(Exercise details): Look through the material below and report every line that includes "cloud".

(Task material):

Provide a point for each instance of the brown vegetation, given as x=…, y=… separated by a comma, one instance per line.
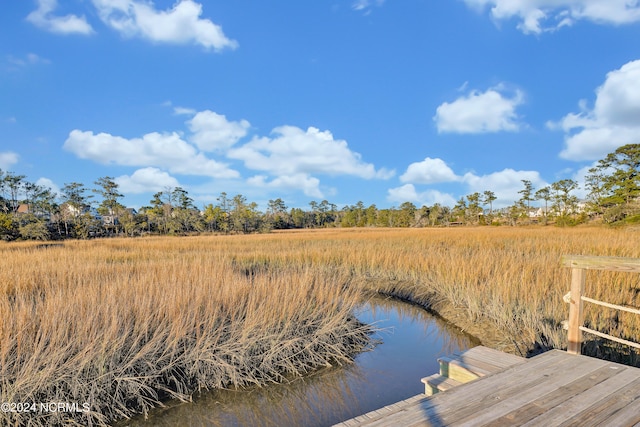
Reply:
x=122, y=324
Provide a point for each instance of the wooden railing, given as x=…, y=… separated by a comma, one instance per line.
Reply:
x=579, y=265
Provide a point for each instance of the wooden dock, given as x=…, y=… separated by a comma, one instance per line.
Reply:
x=552, y=389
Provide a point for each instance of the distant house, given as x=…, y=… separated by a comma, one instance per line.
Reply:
x=67, y=209
x=24, y=208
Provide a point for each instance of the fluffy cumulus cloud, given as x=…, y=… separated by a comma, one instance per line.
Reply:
x=611, y=123
x=366, y=5
x=429, y=171
x=8, y=159
x=309, y=185
x=27, y=60
x=146, y=180
x=213, y=132
x=45, y=18
x=480, y=112
x=293, y=151
x=167, y=151
x=291, y=159
x=505, y=184
x=182, y=24
x=536, y=16
x=408, y=193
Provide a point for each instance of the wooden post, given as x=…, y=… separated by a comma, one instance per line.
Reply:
x=576, y=314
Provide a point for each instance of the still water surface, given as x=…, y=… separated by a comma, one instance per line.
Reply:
x=412, y=340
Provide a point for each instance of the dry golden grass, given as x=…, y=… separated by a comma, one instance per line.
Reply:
x=124, y=323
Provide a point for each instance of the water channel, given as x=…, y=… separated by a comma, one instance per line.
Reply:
x=412, y=340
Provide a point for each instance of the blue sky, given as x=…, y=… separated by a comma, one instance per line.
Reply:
x=376, y=101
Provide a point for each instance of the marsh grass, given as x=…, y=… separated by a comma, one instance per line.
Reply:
x=125, y=323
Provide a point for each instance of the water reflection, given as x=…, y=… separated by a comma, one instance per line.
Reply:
x=412, y=340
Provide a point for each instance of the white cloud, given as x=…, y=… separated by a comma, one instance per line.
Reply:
x=295, y=151
x=480, y=112
x=8, y=159
x=309, y=185
x=505, y=184
x=28, y=59
x=182, y=111
x=146, y=180
x=212, y=131
x=69, y=24
x=613, y=121
x=408, y=193
x=536, y=16
x=167, y=151
x=366, y=5
x=179, y=25
x=429, y=171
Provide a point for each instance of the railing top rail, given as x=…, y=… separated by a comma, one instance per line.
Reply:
x=589, y=262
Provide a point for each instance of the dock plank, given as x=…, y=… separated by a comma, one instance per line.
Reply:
x=551, y=389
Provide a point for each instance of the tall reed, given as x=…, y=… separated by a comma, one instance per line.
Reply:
x=123, y=324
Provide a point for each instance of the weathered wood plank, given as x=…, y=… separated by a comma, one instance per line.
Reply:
x=602, y=263
x=554, y=388
x=497, y=404
x=471, y=396
x=612, y=407
x=535, y=402
x=585, y=400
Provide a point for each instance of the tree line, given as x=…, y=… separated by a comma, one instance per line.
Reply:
x=31, y=211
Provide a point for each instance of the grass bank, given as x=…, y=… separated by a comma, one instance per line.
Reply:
x=122, y=324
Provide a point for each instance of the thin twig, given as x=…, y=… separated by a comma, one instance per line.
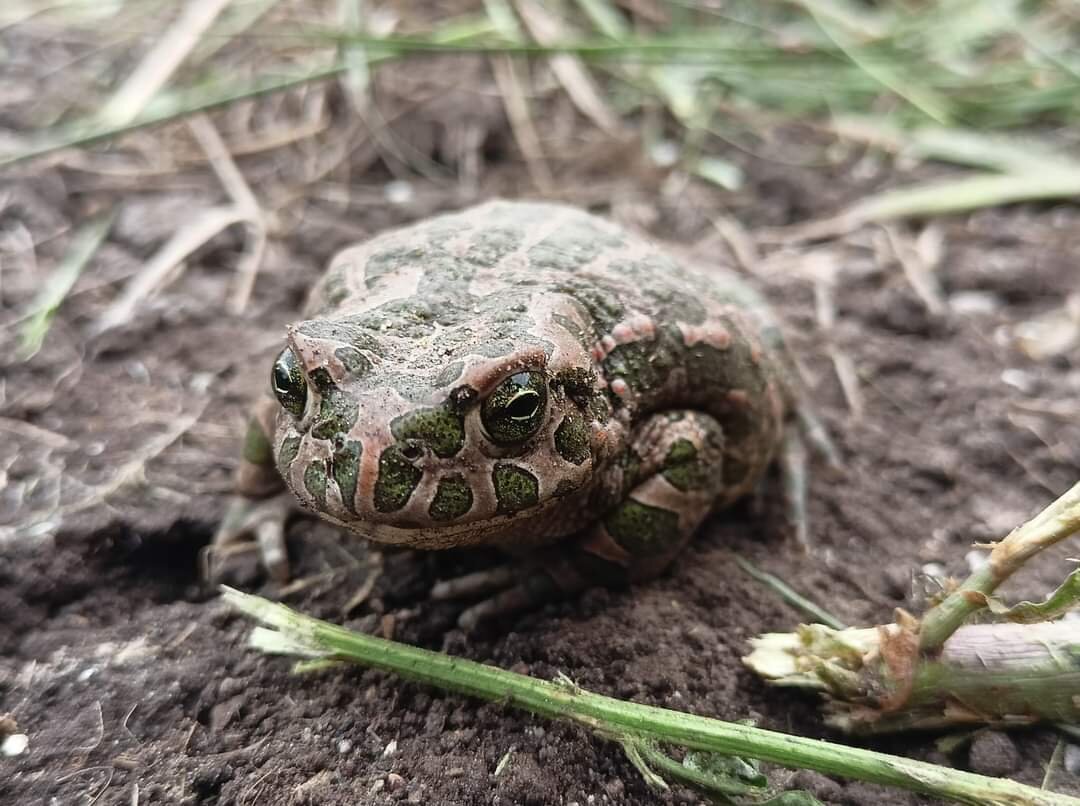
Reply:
x=1055, y=523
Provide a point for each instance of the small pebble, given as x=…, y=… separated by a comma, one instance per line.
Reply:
x=399, y=191
x=1072, y=759
x=994, y=753
x=1018, y=379
x=976, y=559
x=15, y=744
x=973, y=303
x=935, y=569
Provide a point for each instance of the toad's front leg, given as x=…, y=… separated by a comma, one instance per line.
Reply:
x=652, y=501
x=259, y=507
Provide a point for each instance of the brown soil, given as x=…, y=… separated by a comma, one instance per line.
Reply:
x=133, y=682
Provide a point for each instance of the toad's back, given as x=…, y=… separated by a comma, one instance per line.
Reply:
x=517, y=373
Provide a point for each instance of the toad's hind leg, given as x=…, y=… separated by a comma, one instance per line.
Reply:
x=661, y=493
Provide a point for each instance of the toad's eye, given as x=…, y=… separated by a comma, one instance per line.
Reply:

(Exercise result):
Provide a point for each instance of the fluffy cumulus cloud, given as x=…, y=… separated by a comma, one instance per line.
Provide a point for each instance of the white cloud, given as x=…, y=… separated by a comma, one instance per line.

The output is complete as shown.